● **Short exercise 1**
Decide whether each statement, (a) to (c), agrees with the article on car vandalism in Berlin. Answer yes or no for each, and quote the words of the article that decide it.
(a) Police made arrests after the vandalism on Flottwell street.
(b) The group that claimed Friday night's vandalism took its name from a squatter killed during a police raid in West Berlin in 1981.
(c) Berlin Interior Minister Frank Henkel condemned the Rigaer street operation as disproportionate.
● **Short exercise 2**
Write the next part of the article on car vandalism in Berlin, starting after its final sentence.

Stats dispute 'leftist violence' rise in Berlin
February 9, 2016Just after 1 a.m. on Saturday, residents of central Berlin's Flottwell street said they saw a group of "20 to 40" masked people on bicycles run riot - setting fire to four cars, damaging 24 others and smashing a number of shop windows. The following night, witnesses said they saw up to 100 masked people trash about 20 cars in the Neukölln district of the city. In neither case were there any injuries or arrests, with the vandals escaping before the police arrived.
Friday night's vandalism was claimed by a group calling itself the Kommando Klaus Jürgen Rattay (named after a squatter killed during a police raid in West Berlin in 1981), which called the incidents retaliation for the police's storming a leftist community and warned that the group intended to cause a million euros' worth of damage for every police "attack."
The reference appeared to be to a police raid on a left-wing housing project on Rigaer street in mid-January, when 550 officers - plus a special unit of riot police and a helicopter - were mobilized to search the building because an officer was shoved in the street and a rubbish bag was dropped near some officers waiting in the courtyard of the project. The police operation was condemned as disproportionate by opposition politicians, though it was vehemently defended by Berlin Interior Minister Frank Henkel.

● **Records provided**
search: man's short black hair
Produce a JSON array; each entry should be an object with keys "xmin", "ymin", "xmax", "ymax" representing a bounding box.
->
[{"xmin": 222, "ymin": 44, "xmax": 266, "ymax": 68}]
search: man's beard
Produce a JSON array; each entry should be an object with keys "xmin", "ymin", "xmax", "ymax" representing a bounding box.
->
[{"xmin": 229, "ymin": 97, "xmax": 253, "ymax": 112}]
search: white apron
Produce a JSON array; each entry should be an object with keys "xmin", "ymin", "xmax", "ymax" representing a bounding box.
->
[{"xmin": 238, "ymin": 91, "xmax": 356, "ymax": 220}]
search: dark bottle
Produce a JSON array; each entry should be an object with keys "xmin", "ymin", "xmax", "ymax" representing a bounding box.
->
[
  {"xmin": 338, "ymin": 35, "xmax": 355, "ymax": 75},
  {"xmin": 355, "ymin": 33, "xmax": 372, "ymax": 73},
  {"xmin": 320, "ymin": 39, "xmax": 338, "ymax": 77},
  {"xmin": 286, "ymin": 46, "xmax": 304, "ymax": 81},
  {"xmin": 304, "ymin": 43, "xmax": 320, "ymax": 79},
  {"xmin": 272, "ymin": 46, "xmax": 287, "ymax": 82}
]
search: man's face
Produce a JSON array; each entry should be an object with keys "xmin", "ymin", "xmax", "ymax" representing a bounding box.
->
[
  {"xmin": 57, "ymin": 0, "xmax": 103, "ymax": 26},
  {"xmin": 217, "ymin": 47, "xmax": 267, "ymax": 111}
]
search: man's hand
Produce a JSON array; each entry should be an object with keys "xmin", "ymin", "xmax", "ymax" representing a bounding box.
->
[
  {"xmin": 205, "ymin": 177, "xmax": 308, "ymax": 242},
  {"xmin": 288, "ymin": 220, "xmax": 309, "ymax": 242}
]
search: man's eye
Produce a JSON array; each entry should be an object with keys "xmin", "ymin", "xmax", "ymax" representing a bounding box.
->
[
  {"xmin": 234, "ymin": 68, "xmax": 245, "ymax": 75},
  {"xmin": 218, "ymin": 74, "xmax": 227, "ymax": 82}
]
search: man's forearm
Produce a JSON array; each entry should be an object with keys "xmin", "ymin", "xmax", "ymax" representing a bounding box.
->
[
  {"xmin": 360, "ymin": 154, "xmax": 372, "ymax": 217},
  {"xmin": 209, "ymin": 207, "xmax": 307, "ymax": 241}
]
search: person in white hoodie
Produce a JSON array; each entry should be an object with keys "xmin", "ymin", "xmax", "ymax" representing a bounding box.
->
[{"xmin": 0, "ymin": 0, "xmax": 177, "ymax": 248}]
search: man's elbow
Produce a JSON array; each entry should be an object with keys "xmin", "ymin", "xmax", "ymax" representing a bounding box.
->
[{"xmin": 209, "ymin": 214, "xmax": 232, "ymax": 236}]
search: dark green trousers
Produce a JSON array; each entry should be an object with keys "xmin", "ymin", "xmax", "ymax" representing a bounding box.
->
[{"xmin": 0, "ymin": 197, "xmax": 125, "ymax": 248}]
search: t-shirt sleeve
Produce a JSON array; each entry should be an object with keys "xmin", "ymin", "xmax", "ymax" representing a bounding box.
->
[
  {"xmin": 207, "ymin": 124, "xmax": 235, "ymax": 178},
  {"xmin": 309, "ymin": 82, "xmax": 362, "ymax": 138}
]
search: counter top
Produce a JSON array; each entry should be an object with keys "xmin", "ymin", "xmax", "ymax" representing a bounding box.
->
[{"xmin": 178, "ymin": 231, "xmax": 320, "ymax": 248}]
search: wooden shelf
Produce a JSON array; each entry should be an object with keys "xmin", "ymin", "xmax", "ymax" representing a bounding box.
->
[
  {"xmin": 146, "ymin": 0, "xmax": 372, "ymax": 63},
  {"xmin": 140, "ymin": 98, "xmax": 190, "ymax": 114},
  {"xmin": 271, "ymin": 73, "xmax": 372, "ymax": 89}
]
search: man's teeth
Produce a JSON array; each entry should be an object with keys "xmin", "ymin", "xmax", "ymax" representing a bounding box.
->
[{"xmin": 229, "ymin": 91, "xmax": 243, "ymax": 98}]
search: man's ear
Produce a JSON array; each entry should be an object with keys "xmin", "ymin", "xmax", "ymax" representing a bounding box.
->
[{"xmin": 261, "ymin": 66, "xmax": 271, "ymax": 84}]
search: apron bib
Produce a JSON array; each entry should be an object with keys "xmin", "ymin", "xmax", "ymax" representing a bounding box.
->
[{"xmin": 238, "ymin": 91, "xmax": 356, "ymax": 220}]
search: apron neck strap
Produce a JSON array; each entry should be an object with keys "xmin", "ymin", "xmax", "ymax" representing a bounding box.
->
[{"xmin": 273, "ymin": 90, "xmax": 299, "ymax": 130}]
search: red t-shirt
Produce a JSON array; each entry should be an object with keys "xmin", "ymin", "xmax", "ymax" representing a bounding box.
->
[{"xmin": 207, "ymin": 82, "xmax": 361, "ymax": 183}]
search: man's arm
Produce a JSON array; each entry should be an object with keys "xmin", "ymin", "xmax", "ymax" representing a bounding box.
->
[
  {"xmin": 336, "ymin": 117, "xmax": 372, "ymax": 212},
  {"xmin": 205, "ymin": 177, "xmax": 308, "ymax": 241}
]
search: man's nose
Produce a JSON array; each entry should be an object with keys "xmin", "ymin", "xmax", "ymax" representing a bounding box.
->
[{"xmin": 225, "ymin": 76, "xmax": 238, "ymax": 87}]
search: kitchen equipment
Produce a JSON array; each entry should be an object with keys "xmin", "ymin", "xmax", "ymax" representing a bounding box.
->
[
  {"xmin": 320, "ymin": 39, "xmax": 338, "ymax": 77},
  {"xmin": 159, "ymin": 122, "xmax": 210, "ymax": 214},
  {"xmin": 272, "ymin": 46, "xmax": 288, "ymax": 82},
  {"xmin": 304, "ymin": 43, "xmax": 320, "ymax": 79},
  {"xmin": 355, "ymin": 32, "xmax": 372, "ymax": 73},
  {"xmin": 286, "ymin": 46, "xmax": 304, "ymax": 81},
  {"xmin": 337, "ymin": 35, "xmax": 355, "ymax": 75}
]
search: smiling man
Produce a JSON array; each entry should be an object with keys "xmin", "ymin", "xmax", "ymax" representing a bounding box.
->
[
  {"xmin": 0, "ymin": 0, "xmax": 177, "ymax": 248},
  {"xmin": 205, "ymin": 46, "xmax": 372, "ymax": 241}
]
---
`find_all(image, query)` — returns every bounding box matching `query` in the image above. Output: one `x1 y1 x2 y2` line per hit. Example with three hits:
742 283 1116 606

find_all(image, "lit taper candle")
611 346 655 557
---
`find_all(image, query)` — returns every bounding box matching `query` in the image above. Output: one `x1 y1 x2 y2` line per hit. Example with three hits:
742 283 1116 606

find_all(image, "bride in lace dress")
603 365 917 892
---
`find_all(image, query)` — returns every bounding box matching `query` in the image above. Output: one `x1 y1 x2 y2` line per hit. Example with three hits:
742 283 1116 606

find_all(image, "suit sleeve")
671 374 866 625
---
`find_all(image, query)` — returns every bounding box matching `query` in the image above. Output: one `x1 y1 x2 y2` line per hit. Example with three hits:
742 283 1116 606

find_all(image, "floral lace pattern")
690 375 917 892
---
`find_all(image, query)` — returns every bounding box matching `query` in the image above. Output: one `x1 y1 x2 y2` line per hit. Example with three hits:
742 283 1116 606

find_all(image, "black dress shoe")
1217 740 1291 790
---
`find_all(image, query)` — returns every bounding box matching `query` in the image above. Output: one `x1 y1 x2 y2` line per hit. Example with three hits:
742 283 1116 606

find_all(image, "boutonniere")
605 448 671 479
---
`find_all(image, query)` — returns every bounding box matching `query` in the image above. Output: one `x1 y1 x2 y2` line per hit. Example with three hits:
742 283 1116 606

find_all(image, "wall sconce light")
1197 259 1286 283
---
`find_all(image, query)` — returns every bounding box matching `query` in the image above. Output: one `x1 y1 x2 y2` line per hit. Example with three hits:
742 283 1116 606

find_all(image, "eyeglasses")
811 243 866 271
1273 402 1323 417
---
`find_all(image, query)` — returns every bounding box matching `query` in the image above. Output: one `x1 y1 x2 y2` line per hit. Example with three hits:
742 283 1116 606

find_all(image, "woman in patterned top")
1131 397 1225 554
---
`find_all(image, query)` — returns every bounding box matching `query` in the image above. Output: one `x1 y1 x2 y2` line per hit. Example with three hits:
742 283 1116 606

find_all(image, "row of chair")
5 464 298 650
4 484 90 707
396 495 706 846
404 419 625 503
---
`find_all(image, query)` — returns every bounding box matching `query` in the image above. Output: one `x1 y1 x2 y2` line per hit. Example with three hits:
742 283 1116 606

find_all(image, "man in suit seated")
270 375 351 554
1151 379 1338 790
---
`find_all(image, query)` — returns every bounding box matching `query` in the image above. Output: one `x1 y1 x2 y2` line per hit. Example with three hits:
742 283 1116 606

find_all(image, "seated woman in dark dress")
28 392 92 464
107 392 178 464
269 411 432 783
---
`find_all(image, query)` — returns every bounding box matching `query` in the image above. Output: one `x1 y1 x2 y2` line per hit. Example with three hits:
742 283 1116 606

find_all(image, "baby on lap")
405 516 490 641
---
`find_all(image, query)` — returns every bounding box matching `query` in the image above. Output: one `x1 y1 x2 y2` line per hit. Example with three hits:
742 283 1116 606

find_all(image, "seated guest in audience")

● **Final result 1**
(a) No: "In neither case were there any injuries or arrests, with the vandals escaping before the police arrived."
(b) Yes: "named after a squatter killed during a police raid in West Berlin in 1981"
(c) No: "it was vehemently defended by Berlin Interior Minister Frank Henkel."

● **Final result 2**
"We consider it realistic that this was a reaction to the operation," police spokesman Stefan Redlich told DW. He also admitted that investigating incidents like what happened over the weekend is often difficult: "They are sort of uniformed, with black clothes and black masks and so. There are of course a lot of witnesses who see the attacks, but it's hardly possible for them to recognize the people."
Multiply motivated
In its statement, posted on the alternative news forum Indymedia, the group also announced that the vandalism was in response policies that were making Berlin unaffordable. "We hit Flottwellstrasse in connection with long-term considerations on the problem of shortage of housing for low-income sections," the statement read. "We are sick of having to watch every day as people are forcibly evicted, homeless people and junkies are removed from public spaces, and people who don't have enough cash are stuck in prison."
The media subsequently described the two attacks as an example of a new rise in left-wing "terrorism." DW reported that the nation's capital was being "plagued" by left-wing violence, while commentaries in both "Die Welt" and the "Berliner Zeitung" argued that it was time to stop making excuses. "The Rioters Are Terrorists" was the headline in the Berliner Zeitung, while "Die Welt" adominshed: "Let's stop relativizing left-wing violence."
Both of those comment pieces would have been welcomed by municipal Interior Minister Henkel, who never tires of talking about the threat of left-wing radicalism. In his forward to the Berlin intelligence agency's latest report on the problem, published at the end of January, Henkel wrote that "left-wing motivated acts of violence made up (in part by the greatest distance) the largest proportion of the politically motivated violent crimes in Berlin."
Police spokesman Redlich, however, did not want to say that this was a new spate of violence. "It's not a new issue," he said, "but it is an issue."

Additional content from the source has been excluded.